(Coordinate annotation records)
(begin)
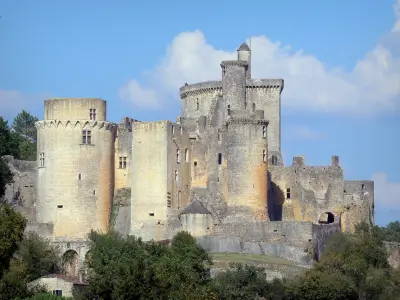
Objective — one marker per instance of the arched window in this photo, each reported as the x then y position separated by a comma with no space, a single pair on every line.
187,155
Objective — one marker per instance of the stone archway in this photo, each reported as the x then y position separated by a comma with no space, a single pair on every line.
70,261
326,218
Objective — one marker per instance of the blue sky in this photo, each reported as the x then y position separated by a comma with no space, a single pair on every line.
340,61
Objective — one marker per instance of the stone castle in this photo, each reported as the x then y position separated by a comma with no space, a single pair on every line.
217,172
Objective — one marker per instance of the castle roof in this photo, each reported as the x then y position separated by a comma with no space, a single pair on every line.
244,47
196,207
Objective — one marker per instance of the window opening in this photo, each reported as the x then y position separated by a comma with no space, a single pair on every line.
92,113
288,193
86,137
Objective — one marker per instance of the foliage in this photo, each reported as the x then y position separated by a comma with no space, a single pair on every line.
46,296
246,282
24,125
6,177
12,226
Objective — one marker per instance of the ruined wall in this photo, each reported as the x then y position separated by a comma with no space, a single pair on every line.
21,193
358,204
393,250
303,192
265,94
247,169
75,109
74,177
123,154
158,163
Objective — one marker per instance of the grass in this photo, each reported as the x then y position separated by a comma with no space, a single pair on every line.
224,258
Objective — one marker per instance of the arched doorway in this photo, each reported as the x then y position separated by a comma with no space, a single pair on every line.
326,218
70,263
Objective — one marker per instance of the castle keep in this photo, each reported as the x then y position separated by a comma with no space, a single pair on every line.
216,172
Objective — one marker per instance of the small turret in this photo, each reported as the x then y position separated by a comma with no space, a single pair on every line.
244,54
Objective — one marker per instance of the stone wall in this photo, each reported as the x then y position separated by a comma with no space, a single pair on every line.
394,253
22,192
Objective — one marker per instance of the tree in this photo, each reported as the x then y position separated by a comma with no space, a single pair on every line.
12,226
6,177
24,124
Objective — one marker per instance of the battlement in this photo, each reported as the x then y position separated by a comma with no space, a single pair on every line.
265,83
234,63
75,109
299,160
249,121
200,88
40,125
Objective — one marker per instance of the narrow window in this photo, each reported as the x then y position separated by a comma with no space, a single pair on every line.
86,137
176,175
41,159
92,113
179,199
187,155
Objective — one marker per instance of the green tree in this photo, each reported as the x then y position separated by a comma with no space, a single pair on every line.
24,124
6,177
12,226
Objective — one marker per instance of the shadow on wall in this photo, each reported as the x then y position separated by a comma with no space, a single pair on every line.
276,200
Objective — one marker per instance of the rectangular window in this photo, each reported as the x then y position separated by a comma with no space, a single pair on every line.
86,137
92,113
122,162
41,159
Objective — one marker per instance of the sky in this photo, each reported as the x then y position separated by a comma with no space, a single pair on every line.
340,61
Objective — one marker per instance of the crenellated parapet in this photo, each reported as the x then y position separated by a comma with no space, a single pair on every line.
200,88
277,84
247,121
100,125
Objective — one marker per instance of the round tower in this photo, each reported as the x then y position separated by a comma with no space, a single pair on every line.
234,83
244,54
247,163
75,147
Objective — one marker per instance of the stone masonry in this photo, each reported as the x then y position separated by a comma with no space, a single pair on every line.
216,172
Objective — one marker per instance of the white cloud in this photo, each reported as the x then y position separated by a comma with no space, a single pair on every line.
371,87
387,193
303,133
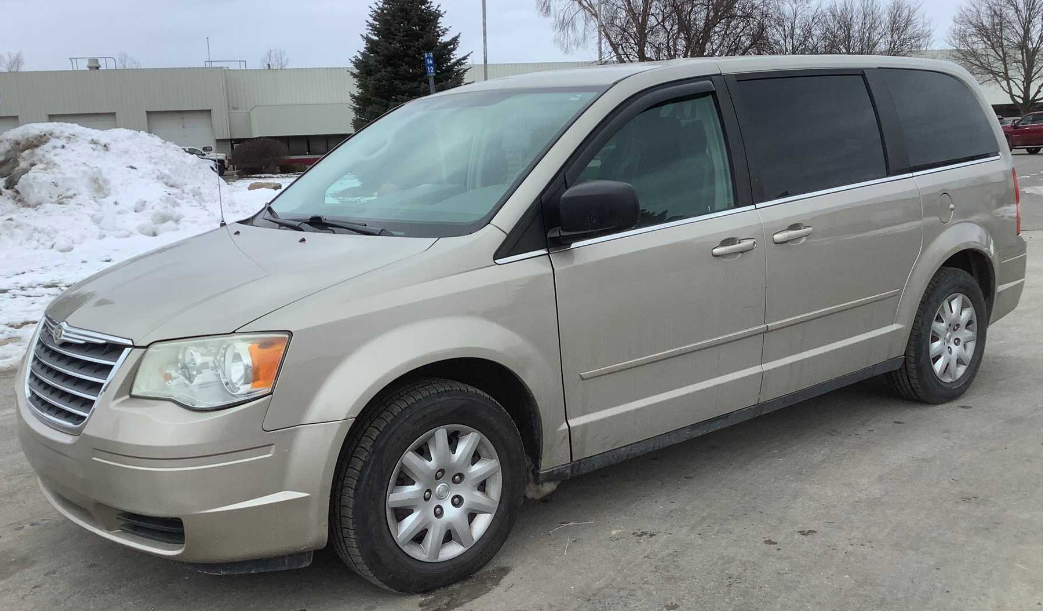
(end)
## What to work on
Find every line in the records above that contains the word "castle", matching case exactly, and copy each such line in full.

## Result of this task
Objective — one marker per instance of the stone castle in this photo, each reported as the x then y position separated by a comma with no space, a single pair on every line.
Objective — one marker per instance of the castle roof in this photo, each reported as the x then y position separated by a comma with no space, a single pair on every line.
Objective — one marker per instance of the castle keep in this photo, each reported as the x then y position separated by a comma with no space, a single pair on every line.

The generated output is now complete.